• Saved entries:
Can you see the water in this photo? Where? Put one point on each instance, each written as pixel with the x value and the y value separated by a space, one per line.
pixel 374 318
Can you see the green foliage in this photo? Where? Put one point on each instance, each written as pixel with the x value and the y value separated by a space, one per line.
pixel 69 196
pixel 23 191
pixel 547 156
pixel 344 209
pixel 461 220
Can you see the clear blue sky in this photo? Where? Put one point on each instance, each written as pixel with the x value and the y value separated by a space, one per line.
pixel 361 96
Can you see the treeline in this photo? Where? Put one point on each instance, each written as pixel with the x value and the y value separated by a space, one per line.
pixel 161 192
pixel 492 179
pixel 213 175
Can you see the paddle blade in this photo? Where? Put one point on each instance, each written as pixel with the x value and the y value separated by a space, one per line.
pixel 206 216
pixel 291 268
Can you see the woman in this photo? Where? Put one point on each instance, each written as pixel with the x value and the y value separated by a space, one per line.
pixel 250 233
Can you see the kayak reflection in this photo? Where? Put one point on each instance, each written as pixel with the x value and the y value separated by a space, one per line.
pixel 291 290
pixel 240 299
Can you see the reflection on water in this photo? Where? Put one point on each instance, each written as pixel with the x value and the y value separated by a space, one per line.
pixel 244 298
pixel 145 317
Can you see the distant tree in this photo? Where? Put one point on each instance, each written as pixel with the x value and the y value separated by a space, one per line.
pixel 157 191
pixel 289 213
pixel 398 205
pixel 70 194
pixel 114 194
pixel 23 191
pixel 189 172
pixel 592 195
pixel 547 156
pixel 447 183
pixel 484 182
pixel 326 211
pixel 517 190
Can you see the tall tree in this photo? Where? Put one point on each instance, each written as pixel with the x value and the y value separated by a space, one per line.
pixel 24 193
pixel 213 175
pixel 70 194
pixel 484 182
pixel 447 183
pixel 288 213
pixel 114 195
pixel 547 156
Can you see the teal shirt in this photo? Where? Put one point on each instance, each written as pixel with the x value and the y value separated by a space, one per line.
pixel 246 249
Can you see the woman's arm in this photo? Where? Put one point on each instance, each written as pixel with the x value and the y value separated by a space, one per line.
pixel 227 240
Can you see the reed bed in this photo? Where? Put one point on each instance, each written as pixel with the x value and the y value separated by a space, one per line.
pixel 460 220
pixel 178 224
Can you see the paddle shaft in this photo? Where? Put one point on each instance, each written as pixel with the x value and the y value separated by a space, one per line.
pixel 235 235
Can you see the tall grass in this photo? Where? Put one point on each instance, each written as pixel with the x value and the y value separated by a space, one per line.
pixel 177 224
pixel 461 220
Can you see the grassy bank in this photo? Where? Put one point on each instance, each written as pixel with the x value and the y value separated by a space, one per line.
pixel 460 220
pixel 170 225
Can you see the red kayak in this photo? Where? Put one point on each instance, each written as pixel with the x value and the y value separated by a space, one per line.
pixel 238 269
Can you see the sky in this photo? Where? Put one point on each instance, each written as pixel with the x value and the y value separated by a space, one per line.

• DIRECTIONS FOR THIS TASK: In the records above, find the line containing "Can you see the paddle shaft"; please retype it and every line after it through the last line, exactly and with nothing else.

• ANSWER BOX:
Can you see the paddle shaft in this photo? Where? Put one point on each instance, each written as pixel with the x value and the y value separated by a space, one per line.
pixel 235 235
Can you see the tall grass in this photo? Where? Put one point on each instance, each written as pixel with the x value and the y value separated by a space, one per line.
pixel 177 224
pixel 461 220
Can you see the grassy bank in this photo? Where? Put one point on each instance, each written as pixel with the x value and the y value separated by a space, one per line.
pixel 460 220
pixel 170 225
Can you see the red kayak in this photo? Where? Put one point on each instance, each written as pixel with the x value and the y value separated by a space, one per line.
pixel 238 269
Can you see the sky in this photo? Where? Put one point on each instance, each written as pixel with the x value and the y value separated by a space, one per line.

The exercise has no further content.